### SELECTED EXTRACT
Read this to understand where Investing fits in the broader subject of Financial Planning:

http://www.finiki.org/wiki/Creating_a_Financial_Plan


----------



## AltaRed (Jun 8, 2009)

Tafraser said:


> So I guess I should use index mutual funds since I'm limited to investing $25,500 with my TFSA?


It is a personal decision, but use of index mutual funds, especially the TD e-Series, in a Couch Potato format is a great way to start investing. The TD e-Series can only be bought through an online TDW or EasyWeb account. The other option would be to open a TFSA at Scotia iTrade and buy index mutual funds (but not TD e-Series) there.

What about the advice above to pay off debts first?


----------



## Tafraser (Sep 14, 2013)

AltaRed said:


> It is a personal decision, but use of index mutual funds, especially the TD e-Series, in a Couch Potato format is a great way to start investing. The TD e-Series can only be bought through an online TDW or EasyWeb account. The other option would be to open a TFSA at Scotia iTrade and buy index mutual funds (but not TD e-Series) there.
> 
> What about the advice above to pay off debts first?


I tried to reply to that earlier but since I was new a moderator had to approve it and I guess it hasn't been approved yet.
My student loan has about 13,000 left on it so I can pay that off after work today. As far as the car loan goes I put a big down payment on it and don't have much left to pay off (about 4500) - its 0% so I'm not in a rush for that one.


----------



## My Own Advisor (Sep 24, 2012)

I'd kill the student debt first, for sure. 

Then, look into using your RRSP account for "lazy" couch potato investing. If you make good money, you'll want to defer taxes. Also, as other commenters have said, look to start contributing to your TFSA. Probably good to read about couch potato investing for that account as well. All money made inside the TFSA is tax-free, so you might want some holdings that pay income (dividends or distributions) in there. 

I wouldn't be in a rush to pay off car loan at 0% either. 

After a few years, you might want to start investing in dividend paying stocks, maybe, but I wouldn't be any rush.

Well done and congrats on the great job.


----------



## the-royal-mail (Dec 11, 2009)

Jumping straight from debt into investing? Uhmm no.

1. pay debt
2. save up a tiered emergency fund
3. invest or buy house

Only move to the next step when you have completed the one before.

### EXERCISE REQUIREMENTS
1: In the forum thread on investing, extract word for word everything from "Read this to" down to "(Jun 8, 2009)".
2: In the forum thread on investing, about how much does Tafraser say is left on the student loan?
3: Proceed with the forum thread on investing, writing what comes after its final sentence.
You can work without the listing.

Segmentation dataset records
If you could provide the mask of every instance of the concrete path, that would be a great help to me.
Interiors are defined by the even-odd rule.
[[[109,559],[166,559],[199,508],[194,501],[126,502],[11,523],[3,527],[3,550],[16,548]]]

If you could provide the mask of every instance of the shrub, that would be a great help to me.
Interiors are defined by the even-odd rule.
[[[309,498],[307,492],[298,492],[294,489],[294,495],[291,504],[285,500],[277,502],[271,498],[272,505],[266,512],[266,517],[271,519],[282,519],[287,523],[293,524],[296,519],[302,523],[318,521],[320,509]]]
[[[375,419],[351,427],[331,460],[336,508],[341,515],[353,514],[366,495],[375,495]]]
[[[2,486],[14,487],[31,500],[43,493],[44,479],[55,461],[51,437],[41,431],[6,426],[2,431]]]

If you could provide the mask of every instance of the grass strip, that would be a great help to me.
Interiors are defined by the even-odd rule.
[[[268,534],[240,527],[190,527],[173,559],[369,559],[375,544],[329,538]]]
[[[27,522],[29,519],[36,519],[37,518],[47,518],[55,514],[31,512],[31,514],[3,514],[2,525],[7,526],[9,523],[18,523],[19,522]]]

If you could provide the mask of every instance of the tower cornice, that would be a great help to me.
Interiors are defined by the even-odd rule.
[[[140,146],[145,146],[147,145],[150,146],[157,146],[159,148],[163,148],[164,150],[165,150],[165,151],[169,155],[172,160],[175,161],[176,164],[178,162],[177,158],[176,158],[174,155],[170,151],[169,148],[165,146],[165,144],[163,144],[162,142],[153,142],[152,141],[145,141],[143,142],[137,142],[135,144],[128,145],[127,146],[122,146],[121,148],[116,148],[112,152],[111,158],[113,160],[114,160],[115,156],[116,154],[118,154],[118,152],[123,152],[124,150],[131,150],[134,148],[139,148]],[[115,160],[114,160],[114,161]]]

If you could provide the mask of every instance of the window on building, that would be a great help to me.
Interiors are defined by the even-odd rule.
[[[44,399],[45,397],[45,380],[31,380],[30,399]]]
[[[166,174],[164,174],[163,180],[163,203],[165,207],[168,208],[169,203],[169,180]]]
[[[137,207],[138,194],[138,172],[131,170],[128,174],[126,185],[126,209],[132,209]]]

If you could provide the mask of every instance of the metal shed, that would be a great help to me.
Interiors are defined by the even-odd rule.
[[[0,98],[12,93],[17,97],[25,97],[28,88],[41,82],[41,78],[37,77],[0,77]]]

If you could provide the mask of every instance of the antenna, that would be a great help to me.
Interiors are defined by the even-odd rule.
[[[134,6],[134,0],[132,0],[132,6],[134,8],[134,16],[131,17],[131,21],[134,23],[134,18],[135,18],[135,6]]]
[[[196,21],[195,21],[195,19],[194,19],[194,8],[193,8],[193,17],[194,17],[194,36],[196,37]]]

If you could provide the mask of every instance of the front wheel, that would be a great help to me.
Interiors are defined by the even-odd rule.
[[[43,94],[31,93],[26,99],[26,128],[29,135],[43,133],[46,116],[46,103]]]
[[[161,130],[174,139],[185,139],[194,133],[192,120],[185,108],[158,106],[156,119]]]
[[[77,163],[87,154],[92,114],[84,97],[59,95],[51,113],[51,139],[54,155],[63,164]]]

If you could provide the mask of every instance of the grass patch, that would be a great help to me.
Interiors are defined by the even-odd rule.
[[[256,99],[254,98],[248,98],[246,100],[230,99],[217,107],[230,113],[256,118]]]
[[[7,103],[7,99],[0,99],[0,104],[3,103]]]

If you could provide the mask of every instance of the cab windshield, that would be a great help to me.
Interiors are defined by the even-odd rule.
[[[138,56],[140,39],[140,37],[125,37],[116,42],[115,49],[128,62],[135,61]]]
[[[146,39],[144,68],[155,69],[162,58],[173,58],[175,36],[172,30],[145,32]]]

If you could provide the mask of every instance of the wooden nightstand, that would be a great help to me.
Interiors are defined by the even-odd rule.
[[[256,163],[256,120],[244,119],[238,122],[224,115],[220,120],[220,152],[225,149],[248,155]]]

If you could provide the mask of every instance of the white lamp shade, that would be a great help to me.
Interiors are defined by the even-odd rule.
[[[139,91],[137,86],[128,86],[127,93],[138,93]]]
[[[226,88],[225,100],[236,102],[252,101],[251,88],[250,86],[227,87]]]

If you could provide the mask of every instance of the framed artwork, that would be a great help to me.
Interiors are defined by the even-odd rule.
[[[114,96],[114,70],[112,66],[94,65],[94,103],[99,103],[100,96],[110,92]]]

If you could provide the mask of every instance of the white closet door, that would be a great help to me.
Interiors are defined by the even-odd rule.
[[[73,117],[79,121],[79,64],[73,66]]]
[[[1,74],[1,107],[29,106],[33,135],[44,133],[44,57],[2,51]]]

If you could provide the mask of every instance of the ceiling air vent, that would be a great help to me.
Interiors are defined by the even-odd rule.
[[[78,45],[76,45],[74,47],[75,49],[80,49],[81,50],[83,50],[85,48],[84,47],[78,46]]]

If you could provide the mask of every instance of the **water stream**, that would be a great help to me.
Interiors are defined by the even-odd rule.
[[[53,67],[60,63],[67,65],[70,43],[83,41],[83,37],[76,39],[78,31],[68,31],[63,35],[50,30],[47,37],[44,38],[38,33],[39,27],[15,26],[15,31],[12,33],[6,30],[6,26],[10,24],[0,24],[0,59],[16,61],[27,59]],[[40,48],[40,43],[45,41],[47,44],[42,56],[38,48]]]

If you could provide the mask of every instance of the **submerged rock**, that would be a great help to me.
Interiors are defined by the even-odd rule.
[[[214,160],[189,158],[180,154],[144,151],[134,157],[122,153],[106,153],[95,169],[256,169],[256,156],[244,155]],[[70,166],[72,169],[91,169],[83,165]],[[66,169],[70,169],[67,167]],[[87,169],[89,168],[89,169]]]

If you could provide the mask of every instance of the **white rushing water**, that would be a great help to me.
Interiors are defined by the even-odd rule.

### PER-TASK OUTPUTS
1:
Read this to understand where Investing fits in the broader subject of Financial Planning:

http://www.finiki.org/wiki/Creating_a_Financial_Plan


----------



## AltaRed (Jun 8, 2009)

2: About 13,000.

3:
BTW for a novice I would advise a lot of caution about investing, esp in mutual funds. You can lose a lot of money that should really be set aside for emergency. Ignore the rhetoric that money you've saved is "wasting away in a savings account" and remember a lot of people have a vested interest for you to "invest". (ie. so instead of making 1% for you with no equity risk, it feeds them 1-3% in fees for little/no work and you take all the risk)


----------



## Tafraser (Sep 14, 2013)

the-royal-mail said:


> Jumping straight from debt into investing? Uhmm no.
> 
> 1. pay debt
> 2. save up a tiered emergency fund
> ...


Fair enough, I'm not in a hurry to invest by any means. I just want to be smart with the money I am making and make informed decisions. Could you explain a tiered emergency fund for me please?


----------



## the-royal-mail (Dec 11, 2009)

Hi tafraser, sounds good. Slow and steady is better than speedy and bankrupt. Please see my sig file for an explanation of the tiered concept. Life events tend to happen in batches and not in isolation and the tiers can go a long way to self-preservation. The cash you have right now would be an excellent candidate for debt repayment and start towards tier 1.

P.S. No need to quote replies, use ^ or address person by name.


----------



## Homerhomer (Oct 18, 2010)

Congratulations, you will do well in life (financially at the very least).
Learn as much as you can about finances from this and other available sources and then make up your own mind about what works for you.

PS, you can use quote replies as much as you like, makes it clear for everyone except the-royal-mail.
^>< confuse a living crap out of me, especially if there happen to be posts in between.


----------



## Tafraser (Sep 14, 2013)

Thanks Homerhomer, I appreciate that and hope you're right.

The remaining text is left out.